Consignes >>
**1)** Indiquez, s'il vous plaît, si chacune des affirmations suivantes concorde avec le texte sur le rugby, en répondant par oui ou non et en citant mot pour mot les termes décisifs du texte. (a) La personne interrogée boit de la bière. (b) Les valeurs du rugby se révèlent particulièrement en mêlée. (c) Agen a perdu tous ses matchs en Top 14 pendant une année.
**2)** Recopiez à l'identique le passage du texte sur le rugby qui commence aux mots « C’est certes un » et s'arrête après les mots « ainsi la lumière. ».

Texte fourni >>
Non. Je n’aime pas trop quand ça crie, quand ça hurle. Je ne bois pas de bière en plus. Au vrai, je ne suis pas un fêtard. Il me semble que la 3e mi-temps doit appartenir aux joueurs, à ceux qui doivent libérer l’adrénaline emmagasinée. Quand on gagne, je suis heureux et sur le trajet de l’après-match je klaxonne -ce qui ne m’est pas arrivé pendant toute une année quand Agen perdait tous ses matchs en Top 14 (rires). Je klaxonne, mais vous ne me verrez pas debout sur une table, les bras en l’air.

Comprenez-vous que l’on décerne des récompenses individuelles dans un sport aussi éminement collectif ?
C’est certes un sport très collectif mais avec des talents incroyables. Prenez l’exemple de Villière ou Kolbe, ces mecs sont insaisissables. Quand ils reçoivent le ballon à l’aile, c’est certes parce que les avants ont dominé et que les trois-quarts se sont fait de bonnes passes…Mais, parfois, l’essai n’est pas tout cuit et ils doivent accélérer, crocheter, et re-accélérer ; je comprends que certains joueurs attirent ainsi la lumière.

On caricature souvent les valeurs du rugby. Y a-t-il un aspect, selon vous, où elles se révèlent particulièrement ?
En mêlée, je pense. Regardez l’attitude des piliers : les mêlées sont très tendues, entre deux blocs surpuissants et, d’un coup, il se passe quelque chose. Ils se regardent, se défient mais ils se respectent. En quelques secondes, ils passent au summum de leur puissance.

Enregistrements >>
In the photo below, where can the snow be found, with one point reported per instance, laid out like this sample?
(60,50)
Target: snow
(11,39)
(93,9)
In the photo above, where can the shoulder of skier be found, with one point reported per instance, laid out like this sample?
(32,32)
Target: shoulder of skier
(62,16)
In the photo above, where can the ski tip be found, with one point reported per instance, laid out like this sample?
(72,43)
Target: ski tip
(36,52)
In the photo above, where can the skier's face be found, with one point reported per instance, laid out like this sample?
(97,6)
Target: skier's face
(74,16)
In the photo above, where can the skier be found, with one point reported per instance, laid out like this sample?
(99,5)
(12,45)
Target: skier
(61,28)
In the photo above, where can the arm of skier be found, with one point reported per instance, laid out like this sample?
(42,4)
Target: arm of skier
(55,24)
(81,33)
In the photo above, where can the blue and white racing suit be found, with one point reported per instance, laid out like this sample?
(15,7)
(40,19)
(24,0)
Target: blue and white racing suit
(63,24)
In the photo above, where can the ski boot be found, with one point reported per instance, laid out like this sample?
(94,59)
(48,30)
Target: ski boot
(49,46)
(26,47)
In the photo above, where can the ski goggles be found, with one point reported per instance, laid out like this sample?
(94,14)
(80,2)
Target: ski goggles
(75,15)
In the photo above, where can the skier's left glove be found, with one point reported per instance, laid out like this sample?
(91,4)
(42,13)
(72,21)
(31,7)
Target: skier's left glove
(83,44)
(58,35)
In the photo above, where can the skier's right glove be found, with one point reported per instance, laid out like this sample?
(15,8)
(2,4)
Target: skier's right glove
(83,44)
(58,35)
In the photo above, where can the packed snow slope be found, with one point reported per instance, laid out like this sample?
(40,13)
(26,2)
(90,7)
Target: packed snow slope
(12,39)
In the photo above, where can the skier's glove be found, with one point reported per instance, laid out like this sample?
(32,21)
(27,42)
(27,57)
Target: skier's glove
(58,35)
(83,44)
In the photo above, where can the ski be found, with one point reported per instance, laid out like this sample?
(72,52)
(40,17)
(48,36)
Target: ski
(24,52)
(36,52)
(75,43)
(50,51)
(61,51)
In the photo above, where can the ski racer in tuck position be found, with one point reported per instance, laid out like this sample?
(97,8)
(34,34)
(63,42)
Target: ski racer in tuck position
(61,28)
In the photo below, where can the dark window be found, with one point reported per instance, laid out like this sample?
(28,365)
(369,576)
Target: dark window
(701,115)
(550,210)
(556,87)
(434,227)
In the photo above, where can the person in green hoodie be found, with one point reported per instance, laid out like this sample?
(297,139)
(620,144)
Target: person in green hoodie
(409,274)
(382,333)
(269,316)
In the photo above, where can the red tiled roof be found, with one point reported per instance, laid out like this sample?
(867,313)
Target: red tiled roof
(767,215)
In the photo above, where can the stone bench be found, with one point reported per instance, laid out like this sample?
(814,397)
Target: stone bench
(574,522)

Réponses aux consignes >>
**1)**
(a) Non : « Je ne bois pas de bière en plus. »
(b) Oui : « En mêlée, je pense. »
(c) Oui : « pendant toute une année quand Agen perdait tous ses matchs en Top 14 »

**2)**
C’est certes un sport très collectif mais avec des talents incroyables. Prenez l’exemple de Villière ou Kolbe, ces mecs sont insaisissables. Quand ils reçoivent le ballon à l’aile, c’est certes parce que les avants ont dominé et que les trois-quarts se sont fait de bonnes passes…Mais, parfois, l’essai n’est pas tout cuit et ils doivent accélérer, crocheter, et re-accélérer ; je comprends que certains joueurs attirent ainsi la lumière.